**Recorded information**.
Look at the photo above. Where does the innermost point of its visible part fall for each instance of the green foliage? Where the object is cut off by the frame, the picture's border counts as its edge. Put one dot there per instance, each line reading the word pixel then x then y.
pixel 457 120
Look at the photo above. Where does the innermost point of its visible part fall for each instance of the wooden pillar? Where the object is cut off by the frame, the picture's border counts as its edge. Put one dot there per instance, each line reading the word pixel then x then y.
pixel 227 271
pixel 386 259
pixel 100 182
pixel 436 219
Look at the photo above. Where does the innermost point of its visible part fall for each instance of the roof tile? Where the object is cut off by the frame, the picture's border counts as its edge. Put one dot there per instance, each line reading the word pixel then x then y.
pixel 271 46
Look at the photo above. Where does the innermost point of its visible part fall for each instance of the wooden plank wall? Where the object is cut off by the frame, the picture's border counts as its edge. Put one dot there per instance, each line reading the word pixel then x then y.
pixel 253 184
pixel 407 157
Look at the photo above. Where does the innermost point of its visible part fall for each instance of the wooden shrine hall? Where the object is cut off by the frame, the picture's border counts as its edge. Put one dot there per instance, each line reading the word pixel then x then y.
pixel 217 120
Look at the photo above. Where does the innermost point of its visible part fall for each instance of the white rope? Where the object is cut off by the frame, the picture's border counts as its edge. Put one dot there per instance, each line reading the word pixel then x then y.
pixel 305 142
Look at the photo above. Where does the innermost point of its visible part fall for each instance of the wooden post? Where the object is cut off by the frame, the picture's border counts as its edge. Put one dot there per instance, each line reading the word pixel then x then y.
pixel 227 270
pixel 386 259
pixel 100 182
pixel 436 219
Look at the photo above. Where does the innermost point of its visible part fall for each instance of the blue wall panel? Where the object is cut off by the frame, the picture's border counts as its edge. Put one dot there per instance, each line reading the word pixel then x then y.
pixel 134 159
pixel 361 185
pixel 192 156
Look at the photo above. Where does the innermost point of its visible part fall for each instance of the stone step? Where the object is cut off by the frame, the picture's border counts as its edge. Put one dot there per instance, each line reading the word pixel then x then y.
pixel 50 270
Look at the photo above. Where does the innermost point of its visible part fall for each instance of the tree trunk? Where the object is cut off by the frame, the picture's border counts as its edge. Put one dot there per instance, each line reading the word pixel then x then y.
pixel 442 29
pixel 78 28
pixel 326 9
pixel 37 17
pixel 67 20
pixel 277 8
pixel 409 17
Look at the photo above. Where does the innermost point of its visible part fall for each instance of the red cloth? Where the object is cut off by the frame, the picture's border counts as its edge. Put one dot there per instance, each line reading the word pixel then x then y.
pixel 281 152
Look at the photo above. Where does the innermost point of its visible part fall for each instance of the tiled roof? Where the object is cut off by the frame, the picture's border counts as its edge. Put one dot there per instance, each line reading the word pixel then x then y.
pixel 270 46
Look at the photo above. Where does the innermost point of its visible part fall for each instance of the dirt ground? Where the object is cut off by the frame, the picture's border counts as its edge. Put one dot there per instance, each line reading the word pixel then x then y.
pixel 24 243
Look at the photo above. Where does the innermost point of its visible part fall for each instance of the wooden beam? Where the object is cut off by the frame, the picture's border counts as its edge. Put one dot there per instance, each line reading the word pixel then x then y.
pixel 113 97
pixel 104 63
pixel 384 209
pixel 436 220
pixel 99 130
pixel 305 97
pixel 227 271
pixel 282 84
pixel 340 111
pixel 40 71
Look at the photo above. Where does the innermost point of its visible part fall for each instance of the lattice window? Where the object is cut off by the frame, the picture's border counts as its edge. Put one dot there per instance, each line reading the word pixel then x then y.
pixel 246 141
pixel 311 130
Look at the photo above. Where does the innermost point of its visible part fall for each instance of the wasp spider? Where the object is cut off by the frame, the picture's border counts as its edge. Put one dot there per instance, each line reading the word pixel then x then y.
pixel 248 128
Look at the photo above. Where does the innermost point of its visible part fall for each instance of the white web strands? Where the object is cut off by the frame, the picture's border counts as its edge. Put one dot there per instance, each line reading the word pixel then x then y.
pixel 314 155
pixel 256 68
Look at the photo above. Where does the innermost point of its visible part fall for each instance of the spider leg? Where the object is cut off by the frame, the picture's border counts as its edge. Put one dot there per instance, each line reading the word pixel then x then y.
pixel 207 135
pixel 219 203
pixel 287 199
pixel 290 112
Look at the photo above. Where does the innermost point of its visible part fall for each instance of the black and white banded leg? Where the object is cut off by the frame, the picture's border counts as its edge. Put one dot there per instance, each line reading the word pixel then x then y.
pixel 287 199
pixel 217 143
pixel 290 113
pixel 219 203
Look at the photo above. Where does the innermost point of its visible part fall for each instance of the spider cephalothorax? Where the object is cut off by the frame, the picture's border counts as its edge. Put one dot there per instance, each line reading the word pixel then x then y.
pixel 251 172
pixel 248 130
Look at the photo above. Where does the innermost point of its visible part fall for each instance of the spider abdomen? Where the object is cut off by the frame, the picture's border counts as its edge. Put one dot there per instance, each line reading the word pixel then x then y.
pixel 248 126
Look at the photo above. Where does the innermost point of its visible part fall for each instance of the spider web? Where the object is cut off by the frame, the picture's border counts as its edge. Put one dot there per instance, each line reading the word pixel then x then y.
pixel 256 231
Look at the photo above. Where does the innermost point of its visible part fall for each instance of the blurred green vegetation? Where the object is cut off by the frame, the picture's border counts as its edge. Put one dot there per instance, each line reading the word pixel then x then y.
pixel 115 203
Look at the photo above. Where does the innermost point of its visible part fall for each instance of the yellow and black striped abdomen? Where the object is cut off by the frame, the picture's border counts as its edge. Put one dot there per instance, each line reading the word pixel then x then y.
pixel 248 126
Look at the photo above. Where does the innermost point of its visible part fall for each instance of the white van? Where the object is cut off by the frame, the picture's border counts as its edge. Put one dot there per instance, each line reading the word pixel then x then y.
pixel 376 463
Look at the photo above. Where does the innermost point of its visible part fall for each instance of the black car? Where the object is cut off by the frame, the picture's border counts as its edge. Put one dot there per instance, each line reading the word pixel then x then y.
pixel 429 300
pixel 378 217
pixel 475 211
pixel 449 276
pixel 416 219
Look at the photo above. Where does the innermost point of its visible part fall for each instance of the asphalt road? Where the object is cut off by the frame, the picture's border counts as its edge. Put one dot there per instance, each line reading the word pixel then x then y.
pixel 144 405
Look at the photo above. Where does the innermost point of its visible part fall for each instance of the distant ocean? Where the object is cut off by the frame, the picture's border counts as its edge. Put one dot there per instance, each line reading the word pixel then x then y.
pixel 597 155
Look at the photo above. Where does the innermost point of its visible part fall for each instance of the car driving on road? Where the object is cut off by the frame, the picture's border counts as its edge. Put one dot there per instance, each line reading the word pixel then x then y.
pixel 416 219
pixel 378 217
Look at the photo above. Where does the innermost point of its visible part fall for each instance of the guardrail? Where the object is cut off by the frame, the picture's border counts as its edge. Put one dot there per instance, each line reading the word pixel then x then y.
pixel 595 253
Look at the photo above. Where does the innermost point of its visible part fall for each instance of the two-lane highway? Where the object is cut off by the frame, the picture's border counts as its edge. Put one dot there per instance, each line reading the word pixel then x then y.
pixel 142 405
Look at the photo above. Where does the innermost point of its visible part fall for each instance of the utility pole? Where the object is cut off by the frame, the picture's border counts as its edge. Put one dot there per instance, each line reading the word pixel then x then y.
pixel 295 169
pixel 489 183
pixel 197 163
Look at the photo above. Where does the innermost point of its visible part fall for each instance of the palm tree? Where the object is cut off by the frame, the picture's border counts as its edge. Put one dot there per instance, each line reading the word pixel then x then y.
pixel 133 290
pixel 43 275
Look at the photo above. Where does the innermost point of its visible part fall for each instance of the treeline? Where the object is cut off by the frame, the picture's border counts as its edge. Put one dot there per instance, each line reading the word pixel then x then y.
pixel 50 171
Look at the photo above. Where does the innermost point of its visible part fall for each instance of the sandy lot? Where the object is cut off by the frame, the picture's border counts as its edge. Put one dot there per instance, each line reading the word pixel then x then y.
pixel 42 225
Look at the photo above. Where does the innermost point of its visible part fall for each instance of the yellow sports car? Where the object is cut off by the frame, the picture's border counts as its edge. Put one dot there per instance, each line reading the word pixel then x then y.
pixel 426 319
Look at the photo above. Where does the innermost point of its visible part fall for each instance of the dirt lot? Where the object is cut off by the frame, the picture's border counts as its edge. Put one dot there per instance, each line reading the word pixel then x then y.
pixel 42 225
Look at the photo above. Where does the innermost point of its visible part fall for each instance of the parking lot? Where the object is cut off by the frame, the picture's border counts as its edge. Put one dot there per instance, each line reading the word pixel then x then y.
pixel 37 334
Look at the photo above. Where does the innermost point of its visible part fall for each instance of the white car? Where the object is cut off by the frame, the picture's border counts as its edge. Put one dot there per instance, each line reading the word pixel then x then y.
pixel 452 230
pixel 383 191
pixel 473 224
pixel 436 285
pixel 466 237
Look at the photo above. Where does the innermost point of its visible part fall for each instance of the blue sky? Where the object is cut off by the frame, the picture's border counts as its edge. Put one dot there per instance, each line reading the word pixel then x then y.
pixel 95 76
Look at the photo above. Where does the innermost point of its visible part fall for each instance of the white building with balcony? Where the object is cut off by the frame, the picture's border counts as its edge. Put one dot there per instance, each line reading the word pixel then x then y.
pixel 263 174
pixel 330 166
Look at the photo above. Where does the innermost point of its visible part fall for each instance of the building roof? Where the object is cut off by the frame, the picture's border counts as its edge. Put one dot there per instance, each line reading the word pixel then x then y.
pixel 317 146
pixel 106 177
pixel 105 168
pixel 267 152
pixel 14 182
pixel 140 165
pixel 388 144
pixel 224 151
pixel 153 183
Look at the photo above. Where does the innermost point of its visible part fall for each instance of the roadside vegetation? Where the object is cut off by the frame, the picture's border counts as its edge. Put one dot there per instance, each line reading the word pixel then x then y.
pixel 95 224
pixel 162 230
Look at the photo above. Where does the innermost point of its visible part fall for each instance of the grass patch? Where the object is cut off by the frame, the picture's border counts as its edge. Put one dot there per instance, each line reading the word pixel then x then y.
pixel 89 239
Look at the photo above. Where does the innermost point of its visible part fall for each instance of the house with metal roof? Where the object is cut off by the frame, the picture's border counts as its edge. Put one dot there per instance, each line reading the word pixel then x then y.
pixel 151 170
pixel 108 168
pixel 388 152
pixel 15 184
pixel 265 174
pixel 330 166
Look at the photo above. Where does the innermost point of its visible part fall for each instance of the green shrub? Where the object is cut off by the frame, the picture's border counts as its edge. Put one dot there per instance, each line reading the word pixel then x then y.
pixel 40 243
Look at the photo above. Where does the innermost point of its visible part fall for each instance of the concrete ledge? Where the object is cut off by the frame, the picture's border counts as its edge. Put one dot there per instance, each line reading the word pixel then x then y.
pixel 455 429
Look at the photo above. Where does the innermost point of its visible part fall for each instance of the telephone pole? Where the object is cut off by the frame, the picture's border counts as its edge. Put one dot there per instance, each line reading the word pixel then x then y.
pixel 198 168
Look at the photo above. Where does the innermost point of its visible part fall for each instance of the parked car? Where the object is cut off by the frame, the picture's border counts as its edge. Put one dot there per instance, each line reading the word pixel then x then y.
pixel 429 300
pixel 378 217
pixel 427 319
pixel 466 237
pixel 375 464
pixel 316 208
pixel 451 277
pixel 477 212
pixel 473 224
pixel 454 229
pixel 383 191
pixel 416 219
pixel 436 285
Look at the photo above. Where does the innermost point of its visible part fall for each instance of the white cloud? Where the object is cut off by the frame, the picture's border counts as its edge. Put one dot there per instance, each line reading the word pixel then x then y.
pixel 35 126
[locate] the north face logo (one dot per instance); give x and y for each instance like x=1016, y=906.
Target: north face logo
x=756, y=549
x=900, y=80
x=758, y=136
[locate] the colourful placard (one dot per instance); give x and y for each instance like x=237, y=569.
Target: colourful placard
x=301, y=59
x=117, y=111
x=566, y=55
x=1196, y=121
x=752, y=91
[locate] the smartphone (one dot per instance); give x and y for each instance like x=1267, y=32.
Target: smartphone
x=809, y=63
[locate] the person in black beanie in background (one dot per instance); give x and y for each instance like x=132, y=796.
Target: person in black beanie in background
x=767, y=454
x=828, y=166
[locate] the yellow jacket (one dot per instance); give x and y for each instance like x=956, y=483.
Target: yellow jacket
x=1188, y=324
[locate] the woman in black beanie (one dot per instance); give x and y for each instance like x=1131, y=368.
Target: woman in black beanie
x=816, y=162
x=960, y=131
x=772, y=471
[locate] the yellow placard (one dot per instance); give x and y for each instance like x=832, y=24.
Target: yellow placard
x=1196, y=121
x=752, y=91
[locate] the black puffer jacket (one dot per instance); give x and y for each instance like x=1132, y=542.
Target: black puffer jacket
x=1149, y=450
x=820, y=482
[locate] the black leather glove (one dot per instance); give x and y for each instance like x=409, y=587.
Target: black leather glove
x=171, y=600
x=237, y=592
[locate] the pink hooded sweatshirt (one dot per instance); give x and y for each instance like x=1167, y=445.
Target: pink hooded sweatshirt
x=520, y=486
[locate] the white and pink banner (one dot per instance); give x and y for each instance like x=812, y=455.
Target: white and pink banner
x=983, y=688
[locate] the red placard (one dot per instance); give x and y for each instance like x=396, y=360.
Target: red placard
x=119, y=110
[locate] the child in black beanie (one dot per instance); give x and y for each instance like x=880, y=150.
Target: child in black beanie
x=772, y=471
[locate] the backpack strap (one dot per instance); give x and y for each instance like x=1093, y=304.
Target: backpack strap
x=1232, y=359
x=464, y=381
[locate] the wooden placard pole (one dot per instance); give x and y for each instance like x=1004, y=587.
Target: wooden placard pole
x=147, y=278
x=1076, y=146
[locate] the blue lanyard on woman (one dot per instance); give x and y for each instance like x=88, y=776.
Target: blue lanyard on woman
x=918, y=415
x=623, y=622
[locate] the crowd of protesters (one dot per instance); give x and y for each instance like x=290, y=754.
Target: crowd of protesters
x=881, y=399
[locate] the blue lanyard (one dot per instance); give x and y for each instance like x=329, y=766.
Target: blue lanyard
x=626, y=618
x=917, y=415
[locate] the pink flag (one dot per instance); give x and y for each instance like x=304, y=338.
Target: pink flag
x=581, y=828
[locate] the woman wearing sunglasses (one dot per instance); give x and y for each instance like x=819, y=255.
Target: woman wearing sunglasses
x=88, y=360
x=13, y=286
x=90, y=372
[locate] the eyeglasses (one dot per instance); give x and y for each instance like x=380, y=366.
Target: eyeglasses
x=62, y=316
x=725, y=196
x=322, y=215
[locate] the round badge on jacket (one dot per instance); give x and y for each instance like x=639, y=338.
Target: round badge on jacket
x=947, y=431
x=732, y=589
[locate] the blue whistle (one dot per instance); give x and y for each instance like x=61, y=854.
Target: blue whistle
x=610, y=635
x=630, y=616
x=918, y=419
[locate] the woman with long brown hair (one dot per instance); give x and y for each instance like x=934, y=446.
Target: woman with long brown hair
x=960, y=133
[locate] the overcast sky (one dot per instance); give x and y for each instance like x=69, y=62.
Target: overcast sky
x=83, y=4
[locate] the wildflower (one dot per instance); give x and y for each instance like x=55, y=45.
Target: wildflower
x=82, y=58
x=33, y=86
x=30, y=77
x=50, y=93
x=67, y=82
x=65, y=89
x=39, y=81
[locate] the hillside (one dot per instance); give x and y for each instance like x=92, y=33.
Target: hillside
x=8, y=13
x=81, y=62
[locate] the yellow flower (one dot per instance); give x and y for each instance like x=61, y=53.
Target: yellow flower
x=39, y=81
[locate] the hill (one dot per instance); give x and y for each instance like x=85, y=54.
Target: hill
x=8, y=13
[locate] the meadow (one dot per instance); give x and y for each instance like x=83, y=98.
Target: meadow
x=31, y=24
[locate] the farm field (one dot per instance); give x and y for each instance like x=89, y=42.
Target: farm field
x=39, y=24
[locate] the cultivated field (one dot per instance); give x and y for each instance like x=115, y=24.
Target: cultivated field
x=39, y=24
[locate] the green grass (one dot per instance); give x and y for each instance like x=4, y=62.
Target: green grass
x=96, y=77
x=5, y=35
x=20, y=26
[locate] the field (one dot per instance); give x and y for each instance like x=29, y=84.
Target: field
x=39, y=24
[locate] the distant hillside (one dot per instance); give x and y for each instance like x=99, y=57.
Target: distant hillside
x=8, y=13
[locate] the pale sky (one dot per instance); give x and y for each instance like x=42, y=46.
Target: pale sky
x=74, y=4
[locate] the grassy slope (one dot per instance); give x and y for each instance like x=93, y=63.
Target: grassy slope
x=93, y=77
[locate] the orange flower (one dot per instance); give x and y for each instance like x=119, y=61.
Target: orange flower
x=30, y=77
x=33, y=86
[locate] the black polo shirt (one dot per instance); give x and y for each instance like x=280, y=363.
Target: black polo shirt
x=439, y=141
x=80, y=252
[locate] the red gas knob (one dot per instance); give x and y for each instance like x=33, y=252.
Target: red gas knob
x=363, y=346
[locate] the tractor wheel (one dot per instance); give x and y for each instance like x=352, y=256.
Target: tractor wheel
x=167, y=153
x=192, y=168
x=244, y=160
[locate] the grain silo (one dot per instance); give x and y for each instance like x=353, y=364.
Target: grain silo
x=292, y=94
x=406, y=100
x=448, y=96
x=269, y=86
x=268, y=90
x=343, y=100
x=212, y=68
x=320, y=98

**Work order**.
All lines from the one that contains "[locate] the grassy" to the last line above must be given again exactly, with both included and nothing added.

**Your solution**.
[locate] the grassy slope (one dot per instance); give x and y for each instance like x=93, y=63.
Target: grassy slope
x=93, y=77
[locate] the orange flower (one dot per instance); give x and y for each instance like x=119, y=61.
Target: orange flower
x=30, y=77
x=33, y=86
[locate] the black polo shirt (one dot per instance); give x and y for each instance like x=280, y=363.
Target: black polo shirt
x=439, y=141
x=80, y=252
[locate] the red gas knob (one dot per instance); give x and y for each instance like x=33, y=252.
Target: red gas knob
x=363, y=346
[locate] the tractor wheel (one dot per instance); give x and y for each instance like x=352, y=256.
Target: tractor wheel
x=167, y=153
x=192, y=168
x=244, y=160
[locate] the grain silo (one dot per instance); give x and y for each instance like x=353, y=364.
Target: grain silo
x=292, y=94
x=406, y=100
x=448, y=96
x=269, y=86
x=268, y=90
x=343, y=100
x=212, y=68
x=320, y=98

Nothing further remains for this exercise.